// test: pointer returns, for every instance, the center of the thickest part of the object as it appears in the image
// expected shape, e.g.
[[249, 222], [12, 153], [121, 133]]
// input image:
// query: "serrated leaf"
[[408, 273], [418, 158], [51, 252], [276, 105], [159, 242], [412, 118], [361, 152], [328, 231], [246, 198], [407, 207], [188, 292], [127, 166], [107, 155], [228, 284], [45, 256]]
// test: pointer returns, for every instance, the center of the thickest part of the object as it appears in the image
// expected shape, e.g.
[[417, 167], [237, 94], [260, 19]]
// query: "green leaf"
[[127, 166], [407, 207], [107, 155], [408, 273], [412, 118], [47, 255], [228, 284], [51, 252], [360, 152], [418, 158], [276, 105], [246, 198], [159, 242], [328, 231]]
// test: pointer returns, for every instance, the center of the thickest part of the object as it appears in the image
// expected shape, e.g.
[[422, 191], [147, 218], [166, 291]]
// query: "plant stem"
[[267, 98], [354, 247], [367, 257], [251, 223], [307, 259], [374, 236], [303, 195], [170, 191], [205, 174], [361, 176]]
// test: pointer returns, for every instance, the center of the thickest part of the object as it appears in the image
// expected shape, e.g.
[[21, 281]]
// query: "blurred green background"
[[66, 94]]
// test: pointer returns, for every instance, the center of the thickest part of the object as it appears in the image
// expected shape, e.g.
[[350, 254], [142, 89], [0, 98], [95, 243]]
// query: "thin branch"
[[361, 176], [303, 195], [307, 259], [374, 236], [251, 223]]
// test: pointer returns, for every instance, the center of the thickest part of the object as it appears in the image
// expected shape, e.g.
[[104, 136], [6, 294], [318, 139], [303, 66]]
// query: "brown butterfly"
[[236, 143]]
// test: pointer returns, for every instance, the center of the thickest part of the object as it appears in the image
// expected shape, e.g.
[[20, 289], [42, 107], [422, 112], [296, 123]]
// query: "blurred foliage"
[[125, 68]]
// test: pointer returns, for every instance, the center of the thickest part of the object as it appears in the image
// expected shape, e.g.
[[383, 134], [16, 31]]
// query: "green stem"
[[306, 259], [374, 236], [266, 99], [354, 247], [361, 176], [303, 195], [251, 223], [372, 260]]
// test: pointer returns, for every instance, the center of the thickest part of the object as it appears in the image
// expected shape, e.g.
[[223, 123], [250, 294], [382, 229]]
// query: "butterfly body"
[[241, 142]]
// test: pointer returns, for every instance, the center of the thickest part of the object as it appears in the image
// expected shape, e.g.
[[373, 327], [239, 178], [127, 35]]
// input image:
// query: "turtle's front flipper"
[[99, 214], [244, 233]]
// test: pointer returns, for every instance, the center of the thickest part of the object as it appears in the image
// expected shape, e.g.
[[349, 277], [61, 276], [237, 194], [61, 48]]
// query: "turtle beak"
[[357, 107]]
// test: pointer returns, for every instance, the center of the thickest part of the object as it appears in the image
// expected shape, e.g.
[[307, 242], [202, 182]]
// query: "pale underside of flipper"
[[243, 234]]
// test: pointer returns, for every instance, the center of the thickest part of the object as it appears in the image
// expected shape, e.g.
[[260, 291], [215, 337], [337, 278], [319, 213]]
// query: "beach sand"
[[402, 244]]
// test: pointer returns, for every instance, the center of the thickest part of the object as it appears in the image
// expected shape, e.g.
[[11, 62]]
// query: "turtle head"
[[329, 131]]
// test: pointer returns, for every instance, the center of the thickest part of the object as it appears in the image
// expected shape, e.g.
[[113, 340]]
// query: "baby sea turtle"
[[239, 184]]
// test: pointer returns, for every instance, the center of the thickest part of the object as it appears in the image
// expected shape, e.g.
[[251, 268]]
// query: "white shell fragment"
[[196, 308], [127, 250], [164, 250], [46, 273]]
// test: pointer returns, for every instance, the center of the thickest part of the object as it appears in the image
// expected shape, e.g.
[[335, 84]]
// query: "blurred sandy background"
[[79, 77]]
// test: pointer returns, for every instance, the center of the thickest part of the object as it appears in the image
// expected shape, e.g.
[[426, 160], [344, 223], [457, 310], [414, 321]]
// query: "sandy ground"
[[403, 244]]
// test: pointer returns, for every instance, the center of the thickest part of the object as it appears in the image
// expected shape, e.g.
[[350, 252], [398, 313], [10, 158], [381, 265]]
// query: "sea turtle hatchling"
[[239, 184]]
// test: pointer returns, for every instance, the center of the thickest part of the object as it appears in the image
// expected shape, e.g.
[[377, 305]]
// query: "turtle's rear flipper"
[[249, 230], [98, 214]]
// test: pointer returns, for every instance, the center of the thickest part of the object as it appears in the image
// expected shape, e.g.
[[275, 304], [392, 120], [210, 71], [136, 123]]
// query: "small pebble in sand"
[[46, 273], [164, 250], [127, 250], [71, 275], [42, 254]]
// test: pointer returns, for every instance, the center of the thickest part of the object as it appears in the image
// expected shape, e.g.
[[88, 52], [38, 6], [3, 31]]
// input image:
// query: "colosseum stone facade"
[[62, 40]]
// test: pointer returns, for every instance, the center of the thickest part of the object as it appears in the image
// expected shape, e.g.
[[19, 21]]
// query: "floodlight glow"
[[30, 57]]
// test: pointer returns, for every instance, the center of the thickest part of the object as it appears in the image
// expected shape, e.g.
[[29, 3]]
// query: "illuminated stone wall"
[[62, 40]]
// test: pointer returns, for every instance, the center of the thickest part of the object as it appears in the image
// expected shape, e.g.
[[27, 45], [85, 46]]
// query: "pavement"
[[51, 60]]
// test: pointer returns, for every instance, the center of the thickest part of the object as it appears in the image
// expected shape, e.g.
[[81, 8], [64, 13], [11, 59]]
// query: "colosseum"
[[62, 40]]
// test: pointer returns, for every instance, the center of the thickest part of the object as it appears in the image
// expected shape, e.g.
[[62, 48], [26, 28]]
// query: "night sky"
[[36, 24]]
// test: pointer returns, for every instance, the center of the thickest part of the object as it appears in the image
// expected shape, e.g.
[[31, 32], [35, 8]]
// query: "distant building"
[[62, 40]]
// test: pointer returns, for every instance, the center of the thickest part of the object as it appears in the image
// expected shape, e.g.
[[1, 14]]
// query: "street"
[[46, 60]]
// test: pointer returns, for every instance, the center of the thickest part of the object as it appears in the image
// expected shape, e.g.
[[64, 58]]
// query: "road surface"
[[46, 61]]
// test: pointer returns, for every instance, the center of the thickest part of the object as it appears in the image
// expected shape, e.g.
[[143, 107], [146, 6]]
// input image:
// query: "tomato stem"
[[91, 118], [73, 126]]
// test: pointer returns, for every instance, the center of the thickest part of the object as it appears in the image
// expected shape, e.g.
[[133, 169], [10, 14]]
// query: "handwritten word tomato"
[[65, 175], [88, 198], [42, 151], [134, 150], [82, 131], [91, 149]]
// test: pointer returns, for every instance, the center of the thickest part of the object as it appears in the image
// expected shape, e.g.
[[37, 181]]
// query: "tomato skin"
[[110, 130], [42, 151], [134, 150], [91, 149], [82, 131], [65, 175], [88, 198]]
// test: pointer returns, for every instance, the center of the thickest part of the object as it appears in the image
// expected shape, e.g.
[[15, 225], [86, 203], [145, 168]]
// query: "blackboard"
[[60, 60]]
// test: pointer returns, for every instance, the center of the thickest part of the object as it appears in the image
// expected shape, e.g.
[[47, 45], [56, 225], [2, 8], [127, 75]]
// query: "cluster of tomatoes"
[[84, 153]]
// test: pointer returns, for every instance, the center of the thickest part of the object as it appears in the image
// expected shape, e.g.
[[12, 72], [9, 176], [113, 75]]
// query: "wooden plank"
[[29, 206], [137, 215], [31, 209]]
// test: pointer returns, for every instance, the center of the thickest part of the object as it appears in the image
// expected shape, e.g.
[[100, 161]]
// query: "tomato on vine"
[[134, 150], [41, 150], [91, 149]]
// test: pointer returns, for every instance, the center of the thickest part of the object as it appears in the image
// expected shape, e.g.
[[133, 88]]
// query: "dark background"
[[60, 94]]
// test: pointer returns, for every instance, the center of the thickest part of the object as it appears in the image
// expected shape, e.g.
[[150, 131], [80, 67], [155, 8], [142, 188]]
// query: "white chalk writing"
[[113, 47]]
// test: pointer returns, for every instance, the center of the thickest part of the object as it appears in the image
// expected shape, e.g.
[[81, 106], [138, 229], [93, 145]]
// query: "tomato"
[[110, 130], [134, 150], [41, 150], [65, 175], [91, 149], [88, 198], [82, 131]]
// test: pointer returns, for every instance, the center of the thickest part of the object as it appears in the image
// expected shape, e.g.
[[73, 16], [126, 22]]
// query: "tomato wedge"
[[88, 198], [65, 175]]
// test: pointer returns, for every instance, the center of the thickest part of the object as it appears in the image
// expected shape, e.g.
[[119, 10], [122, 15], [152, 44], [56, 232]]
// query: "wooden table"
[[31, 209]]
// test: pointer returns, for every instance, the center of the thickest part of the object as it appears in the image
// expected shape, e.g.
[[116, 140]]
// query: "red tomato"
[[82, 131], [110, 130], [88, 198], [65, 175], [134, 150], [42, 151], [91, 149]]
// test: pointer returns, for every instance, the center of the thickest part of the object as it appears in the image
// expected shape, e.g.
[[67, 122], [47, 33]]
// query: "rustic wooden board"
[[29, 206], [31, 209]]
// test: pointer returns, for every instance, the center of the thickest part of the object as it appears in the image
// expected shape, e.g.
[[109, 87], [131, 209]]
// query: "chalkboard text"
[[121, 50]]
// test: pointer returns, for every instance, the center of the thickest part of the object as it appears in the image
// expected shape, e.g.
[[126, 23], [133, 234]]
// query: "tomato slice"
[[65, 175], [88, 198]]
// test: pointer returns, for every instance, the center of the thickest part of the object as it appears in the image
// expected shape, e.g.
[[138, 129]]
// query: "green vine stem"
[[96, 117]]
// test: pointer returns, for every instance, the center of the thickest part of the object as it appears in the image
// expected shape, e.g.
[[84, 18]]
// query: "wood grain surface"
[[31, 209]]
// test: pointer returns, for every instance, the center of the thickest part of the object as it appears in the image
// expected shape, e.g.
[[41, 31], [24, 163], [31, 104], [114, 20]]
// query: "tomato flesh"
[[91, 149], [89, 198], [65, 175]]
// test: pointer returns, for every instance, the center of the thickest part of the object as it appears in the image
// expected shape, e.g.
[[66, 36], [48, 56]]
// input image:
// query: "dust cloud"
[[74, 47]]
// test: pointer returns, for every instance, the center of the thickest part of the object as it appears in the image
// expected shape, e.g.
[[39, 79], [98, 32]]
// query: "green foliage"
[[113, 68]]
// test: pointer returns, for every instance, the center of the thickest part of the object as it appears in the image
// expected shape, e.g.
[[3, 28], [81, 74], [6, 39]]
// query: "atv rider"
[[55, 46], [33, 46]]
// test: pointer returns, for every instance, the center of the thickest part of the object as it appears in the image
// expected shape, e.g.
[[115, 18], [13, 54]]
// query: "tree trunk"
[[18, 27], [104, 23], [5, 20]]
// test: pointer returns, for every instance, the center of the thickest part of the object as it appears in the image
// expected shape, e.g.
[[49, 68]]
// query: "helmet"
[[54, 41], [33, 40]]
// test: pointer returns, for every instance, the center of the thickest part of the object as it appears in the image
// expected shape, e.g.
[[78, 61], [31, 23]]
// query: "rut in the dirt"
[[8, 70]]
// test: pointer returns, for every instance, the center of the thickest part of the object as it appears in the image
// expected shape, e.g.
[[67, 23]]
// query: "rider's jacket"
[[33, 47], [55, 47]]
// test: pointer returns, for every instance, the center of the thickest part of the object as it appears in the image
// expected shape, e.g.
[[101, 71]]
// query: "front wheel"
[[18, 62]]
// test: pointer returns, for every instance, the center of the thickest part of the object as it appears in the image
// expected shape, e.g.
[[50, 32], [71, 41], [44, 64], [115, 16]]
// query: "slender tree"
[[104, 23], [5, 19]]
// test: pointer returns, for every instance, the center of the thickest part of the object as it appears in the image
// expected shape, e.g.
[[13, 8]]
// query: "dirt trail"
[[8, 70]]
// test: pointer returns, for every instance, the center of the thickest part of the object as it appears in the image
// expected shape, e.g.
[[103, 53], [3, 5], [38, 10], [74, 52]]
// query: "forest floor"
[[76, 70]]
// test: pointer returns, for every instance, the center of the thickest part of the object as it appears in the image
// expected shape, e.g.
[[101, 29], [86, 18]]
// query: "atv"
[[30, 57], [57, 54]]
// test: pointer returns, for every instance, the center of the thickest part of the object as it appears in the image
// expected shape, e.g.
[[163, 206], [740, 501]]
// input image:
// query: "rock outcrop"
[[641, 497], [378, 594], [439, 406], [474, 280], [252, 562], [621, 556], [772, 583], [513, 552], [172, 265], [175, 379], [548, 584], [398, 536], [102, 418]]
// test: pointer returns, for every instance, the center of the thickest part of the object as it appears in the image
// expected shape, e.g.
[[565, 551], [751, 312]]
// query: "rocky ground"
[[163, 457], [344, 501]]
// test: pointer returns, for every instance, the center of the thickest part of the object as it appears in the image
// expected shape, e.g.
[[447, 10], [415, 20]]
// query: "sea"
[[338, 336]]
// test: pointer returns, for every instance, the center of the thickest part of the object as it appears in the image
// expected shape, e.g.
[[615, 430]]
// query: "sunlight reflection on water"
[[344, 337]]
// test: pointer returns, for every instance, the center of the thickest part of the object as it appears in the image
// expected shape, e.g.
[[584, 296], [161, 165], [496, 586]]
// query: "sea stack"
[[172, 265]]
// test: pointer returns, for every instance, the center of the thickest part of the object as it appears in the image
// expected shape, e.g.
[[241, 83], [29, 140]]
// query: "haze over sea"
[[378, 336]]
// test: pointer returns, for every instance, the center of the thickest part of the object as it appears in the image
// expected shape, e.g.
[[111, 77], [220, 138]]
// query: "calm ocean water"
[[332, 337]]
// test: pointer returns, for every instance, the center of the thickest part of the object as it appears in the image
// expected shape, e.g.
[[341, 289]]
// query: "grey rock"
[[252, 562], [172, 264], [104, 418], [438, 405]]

##############################

WHAT THE TASK REQUIRES: Could you collect every line in the items above that contains the word "background" and copy each one out?

CORRECT OUTPUT:
// query: "blurred green background"
// query: "blurred sandy background"
// query: "dark background"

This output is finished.